* _Material provided_:
▼▼▼

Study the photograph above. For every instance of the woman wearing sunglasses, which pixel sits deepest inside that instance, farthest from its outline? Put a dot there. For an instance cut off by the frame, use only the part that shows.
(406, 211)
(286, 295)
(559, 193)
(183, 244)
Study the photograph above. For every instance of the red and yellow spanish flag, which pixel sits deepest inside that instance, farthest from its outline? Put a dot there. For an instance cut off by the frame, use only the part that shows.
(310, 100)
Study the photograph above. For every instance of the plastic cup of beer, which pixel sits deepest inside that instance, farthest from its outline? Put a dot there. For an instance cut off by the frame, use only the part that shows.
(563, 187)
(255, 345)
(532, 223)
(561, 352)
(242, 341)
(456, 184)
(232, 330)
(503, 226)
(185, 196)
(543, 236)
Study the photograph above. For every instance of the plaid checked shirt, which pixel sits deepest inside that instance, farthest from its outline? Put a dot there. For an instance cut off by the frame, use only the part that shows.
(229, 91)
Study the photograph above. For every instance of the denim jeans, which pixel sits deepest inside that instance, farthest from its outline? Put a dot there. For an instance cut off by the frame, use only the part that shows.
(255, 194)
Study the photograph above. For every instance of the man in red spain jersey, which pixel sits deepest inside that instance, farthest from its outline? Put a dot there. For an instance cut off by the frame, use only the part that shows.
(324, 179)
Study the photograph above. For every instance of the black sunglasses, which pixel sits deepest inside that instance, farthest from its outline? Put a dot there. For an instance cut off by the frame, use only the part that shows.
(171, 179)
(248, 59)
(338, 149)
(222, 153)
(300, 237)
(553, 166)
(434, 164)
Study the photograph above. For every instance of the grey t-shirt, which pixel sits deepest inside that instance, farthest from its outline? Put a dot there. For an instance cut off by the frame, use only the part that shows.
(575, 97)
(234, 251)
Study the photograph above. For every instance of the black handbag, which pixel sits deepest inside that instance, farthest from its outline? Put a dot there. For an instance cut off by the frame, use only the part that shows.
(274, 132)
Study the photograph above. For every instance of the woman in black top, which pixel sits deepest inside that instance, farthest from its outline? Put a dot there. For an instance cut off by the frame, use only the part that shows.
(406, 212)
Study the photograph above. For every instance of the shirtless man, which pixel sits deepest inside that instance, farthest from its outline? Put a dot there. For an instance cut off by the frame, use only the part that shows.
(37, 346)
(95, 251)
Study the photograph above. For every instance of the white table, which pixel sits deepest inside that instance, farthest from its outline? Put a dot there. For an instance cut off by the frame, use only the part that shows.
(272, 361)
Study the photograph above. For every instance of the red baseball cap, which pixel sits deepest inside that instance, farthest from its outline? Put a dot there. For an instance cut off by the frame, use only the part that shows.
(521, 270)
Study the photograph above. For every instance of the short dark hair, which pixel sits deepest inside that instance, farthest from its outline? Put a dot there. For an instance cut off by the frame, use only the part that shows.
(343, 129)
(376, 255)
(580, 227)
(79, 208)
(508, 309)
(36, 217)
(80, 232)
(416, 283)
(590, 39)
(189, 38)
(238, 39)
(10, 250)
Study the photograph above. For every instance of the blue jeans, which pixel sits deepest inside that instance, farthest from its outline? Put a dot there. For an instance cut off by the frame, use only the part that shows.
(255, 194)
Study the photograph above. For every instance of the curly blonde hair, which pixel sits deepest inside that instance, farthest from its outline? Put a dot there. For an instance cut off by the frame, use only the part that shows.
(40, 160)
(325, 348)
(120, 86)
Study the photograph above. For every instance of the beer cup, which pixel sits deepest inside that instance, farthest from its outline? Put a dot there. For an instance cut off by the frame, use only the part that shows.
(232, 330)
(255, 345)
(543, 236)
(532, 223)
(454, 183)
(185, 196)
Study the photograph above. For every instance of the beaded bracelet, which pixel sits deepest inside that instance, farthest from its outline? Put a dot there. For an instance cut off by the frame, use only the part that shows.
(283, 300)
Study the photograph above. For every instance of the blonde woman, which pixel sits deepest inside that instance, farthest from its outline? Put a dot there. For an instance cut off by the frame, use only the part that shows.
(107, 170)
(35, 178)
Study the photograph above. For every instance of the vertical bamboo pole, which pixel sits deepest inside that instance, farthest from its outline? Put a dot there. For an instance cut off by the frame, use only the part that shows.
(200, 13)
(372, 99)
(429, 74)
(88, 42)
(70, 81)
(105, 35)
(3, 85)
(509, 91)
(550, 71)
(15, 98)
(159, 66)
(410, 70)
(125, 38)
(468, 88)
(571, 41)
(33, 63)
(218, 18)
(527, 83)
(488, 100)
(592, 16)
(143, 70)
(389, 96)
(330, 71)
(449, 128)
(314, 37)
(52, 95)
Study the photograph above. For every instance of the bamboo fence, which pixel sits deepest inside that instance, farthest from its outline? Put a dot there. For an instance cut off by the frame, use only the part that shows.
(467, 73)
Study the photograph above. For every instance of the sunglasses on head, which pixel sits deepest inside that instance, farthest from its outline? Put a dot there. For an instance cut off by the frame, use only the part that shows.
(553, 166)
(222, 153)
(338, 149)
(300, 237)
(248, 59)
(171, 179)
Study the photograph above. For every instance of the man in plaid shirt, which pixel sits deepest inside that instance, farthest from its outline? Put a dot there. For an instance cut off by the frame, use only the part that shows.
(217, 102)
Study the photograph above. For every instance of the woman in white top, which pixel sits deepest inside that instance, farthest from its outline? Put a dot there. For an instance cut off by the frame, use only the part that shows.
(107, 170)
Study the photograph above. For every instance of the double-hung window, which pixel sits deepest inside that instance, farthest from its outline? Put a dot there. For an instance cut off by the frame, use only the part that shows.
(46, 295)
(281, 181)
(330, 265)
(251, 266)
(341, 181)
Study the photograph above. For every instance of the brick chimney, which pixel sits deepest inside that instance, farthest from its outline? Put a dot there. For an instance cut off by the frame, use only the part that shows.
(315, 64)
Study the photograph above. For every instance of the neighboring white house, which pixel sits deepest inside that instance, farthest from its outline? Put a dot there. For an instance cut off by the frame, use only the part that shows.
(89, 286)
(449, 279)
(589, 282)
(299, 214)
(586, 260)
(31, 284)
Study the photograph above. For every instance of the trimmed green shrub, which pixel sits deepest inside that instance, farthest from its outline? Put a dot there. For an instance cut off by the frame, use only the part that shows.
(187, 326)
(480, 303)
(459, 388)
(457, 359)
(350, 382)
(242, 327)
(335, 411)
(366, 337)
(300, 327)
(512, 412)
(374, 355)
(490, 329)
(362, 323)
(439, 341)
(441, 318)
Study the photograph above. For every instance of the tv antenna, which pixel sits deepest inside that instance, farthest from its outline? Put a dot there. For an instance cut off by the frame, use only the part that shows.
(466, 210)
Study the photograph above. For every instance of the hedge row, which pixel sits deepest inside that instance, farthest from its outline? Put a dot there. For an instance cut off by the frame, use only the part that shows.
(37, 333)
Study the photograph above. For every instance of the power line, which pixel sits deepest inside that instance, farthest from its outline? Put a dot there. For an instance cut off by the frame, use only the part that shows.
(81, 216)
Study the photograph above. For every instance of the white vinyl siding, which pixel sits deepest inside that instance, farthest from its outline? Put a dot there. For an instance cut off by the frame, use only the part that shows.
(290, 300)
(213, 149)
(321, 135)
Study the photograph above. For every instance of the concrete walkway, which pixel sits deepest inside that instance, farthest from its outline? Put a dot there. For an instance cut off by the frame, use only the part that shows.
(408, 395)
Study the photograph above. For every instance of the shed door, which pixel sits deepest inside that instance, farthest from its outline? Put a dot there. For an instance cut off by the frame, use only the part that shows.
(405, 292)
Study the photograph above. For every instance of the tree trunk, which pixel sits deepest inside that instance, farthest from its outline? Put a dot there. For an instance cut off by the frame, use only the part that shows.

▲▲▲

* _Task objective_: Could you transcribe all of the entries exactly, leaving nothing out?

* _Answer to the exercise_:
Study the photograph above. For every instance of the woman wearing sunglasses, which pixel sits deepest inside that instance, farthest from its outline? Put a dot there. For an instance cut off by the frame, use only the part that shows.
(406, 211)
(286, 295)
(559, 193)
(183, 244)
Study the photograph above. For every instance of the red and yellow spanish flag, which pixel sits deepest inside that instance, farthest from its outline? Put a dot there. For an instance cut off by the frame, use only the part that shows.
(310, 100)
Study the photograph above. For every instance of the plastic cup of beer, which pixel sits deepest inside that instance, farthest from its outline? Put a dot there. For an instance cut off by the frame, use only the part that shows.
(563, 187)
(255, 345)
(532, 223)
(561, 352)
(242, 341)
(456, 184)
(232, 330)
(503, 226)
(185, 196)
(543, 236)
Study the photograph above. For every instance of the plaid checked shirt, which pixel sits deepest inside that instance, farthest from its outline? Put a dot there. For an instance cut off by the frame, use only the part that shows.
(229, 91)
Study the photograph above. For every instance of the denim jeans, which pixel sits deepest inside that instance, farthest from its outline? Put a dot there. For an instance cut off by the frame, use only the part that shows.
(255, 194)
Study the photograph above. For every instance of the man in red spain jersey, which pixel sits deepest inside that instance, farthest from its outline? Put a dot there. For an instance cut off by the frame, use only the part that shows.
(324, 179)
Study the photograph above. For every instance of the black sunglasses, which pixel sits deepest inside that instance, farthest from its outline? Put a dot there. For an instance cut off by the frame, use only the part that shows.
(171, 179)
(248, 59)
(338, 149)
(222, 153)
(300, 237)
(553, 166)
(434, 164)
Study the photograph above. For every instance of the grey t-shirt, which pixel sits deepest inside that instance, farthest from its outline? Put a dot there. For an instance cut off by the frame, use only the part that shows.
(575, 97)
(234, 251)
Study the photograph above. For every instance of the black handbag, which pixel sits deepest inside that instance, farthest from its outline? Put a dot there. For an instance cut off by the frame, use only the part that shows.
(274, 132)
Study the photograph above. For every instance of the woman in black top, which pixel sits deepest inside that instance, farthest from its outline? Put a dot there. For an instance cut off by the frame, use only the part that shows.
(406, 212)
Study the photograph above. For every instance of the shirtless man, which pixel sits deepest inside that instance, farthest from its outline? Put a dot there. For an instance cut off by the frame, use only the part that shows.
(37, 346)
(95, 251)
Study the photograph above. For every instance of the white table, which pixel sits deepest inside that instance, farthest from its outline? Put a dot there. For an instance cut off by the frame, use only the part that shows.
(272, 361)
Study the photograph above. For every instance of the red baseball cap, which pixel sits deepest inside that instance, farthest from its outline? Put a dot there. For an instance cut off by the frame, use only the part that shows.
(521, 270)
Study the photograph above. For every instance of the short dark hair, which pixel sits deepest inside that instance, farthest from its outline? Put a dot there. For an instance cut off by the frame, use only the part that shows.
(343, 129)
(376, 255)
(580, 227)
(79, 208)
(508, 309)
(36, 217)
(80, 232)
(416, 283)
(590, 39)
(189, 38)
(238, 39)
(10, 250)
Study the photograph above. For every instance of the blue jeans, which pixel sits deepest inside that instance, farthest from its outline? Put a dot there. For an instance cut off by the frame, use only the part that shows.
(255, 194)
Study the photograph above. For every instance of the curly blonde hair, which pixel sits deepest inside that instance, farthest from its outline? Put a dot there. For an instance cut off by the frame, use only the part that shows.
(40, 160)
(325, 348)
(120, 86)
Study the photograph above. For every instance of the beer cup, which pixel sits deepest inside that instance, farthest from its outline? Put a dot there. For an instance cut off by the frame, use only the part that shows.
(232, 330)
(255, 345)
(543, 236)
(532, 223)
(454, 183)
(185, 196)
Study the photograph above. For every instance of the beaded bracelet, which pixel sits deepest inside that instance, farthest from its outline? Put a dot there. For an instance cut off by the frame, use only the part that shows.
(283, 300)
Study the photograph above. For every instance of the blonde woman, which pixel sits deepest inside that instance, farthest from its outline? Put a dot there. For an instance cut off by the frame, use only the part that shows.
(107, 170)
(35, 178)
Study the photograph above. For every instance of the vertical bamboo pole, which pixel sits deepest inside that instance, farthest from its outline? Put a dot there. For an instance cut off by the frame, use only the part that shows.
(200, 13)
(372, 99)
(429, 74)
(88, 42)
(70, 81)
(105, 35)
(3, 85)
(509, 91)
(550, 71)
(15, 98)
(159, 66)
(410, 70)
(125, 38)
(468, 88)
(571, 41)
(33, 63)
(218, 18)
(527, 83)
(488, 100)
(592, 16)
(143, 70)
(389, 96)
(330, 71)
(449, 128)
(314, 37)
(52, 95)
Study the photograph above. For every instance of the bamboo fence, which pixel sits deepest inside that instance, farthest from its outline? Put a dot there. For an instance cut off by the frame, use only the part that shows.
(467, 73)
Study the photograph above. For every instance of the sunglasses on head, which pixel sits deepest inside that instance, farthest from its outline? Put a dot there. For an instance cut off by the frame, use only the part that shows.
(553, 166)
(222, 153)
(338, 149)
(300, 237)
(248, 59)
(171, 179)
Study the photograph above. For every instance of the man in plaid shirt, which pixel sits deepest inside that instance, farthest from its outline? Put a dot there. For an instance cut off by the frame, use only the part that shows.
(217, 102)
Study the photograph above. For every instance of the woman in white top, which pixel sits deepest inside that instance, farthest from its outline? Put a dot there. For an instance cut off by the frame, use only the part that shows.
(107, 170)
Study the photograph above. For every instance of the double-hung window, which pixel sits deepest inside that instance, farthest from its outline? Put a dot there. For an instance cut off by the frame, use only the part that shows.
(46, 295)
(281, 181)
(330, 265)
(251, 266)
(341, 181)
Study the photograph above. For every instance of the brick chimney, which pixel sits deepest inside that instance, farthest from its outline? Put a dot there. For an instance cut off by the frame, use only the part that shows.
(315, 64)
Study the photograph above. For every instance of the neighboring white house, which pixel sits deepest inside that instance, farthest from its outline? Put a dot there. For an instance cut off by the frame, use only the part that shows.
(89, 286)
(449, 279)
(589, 282)
(299, 214)
(586, 260)
(31, 284)
Study the photograph above. For every instance of the trimmed green shrub, which pixel sits deepest inside that instance, farthest from its outline? Put a dot there. For an instance cut off by the frame, use only the part that shows.
(187, 326)
(480, 303)
(459, 388)
(457, 359)
(350, 382)
(242, 327)
(335, 411)
(366, 337)
(300, 327)
(512, 412)
(374, 355)
(490, 329)
(362, 323)
(439, 341)
(441, 318)
Study the photograph above. For every instance of the tv antenna, which pixel sits deepest inside that instance, farthest from its outline? Put a dot there. For an instance cut off by the frame, use only the part that shows.
(466, 210)
Study the photograph above. For every instance of the hedge row, which pixel sits deepest inside that instance, farthest from its outline? Put a dot there. For an instance cut off by the frame, use only the part that shows.
(37, 333)
Study the photograph above. For every instance of the power line, which pixel sits deepest inside that instance, farthest from its outline? Put a dot there. For an instance cut off by the frame, use only the part that shows.
(81, 216)
Study the photograph above. For every instance of the white vinyl siding, which pixel sits deepest inside that instance, farthest from its outline? Put a dot there. For an instance cut off by the frame, use only the part that shows.
(290, 300)
(213, 149)
(321, 135)
Study the photograph above. For every instance of the concrete walkway, which pixel sits deepest inside that instance, farthest from its outline? Put a dot there. For an instance cut off by the frame, use only the part that shows.
(408, 395)
Study the photograph above. For every instance of the shed door, which pixel sits deepest inside that instance, farthest from its outline? Put a dot there. For an instance cut off by the frame, use only the part that shows.
(405, 292)
Study the photograph above. For every instance of the tree trunk, which pixel sits deepest inside that instance, farthest from its outline? Put a dot there. For an instance cut off by the frame, use only the part that shows.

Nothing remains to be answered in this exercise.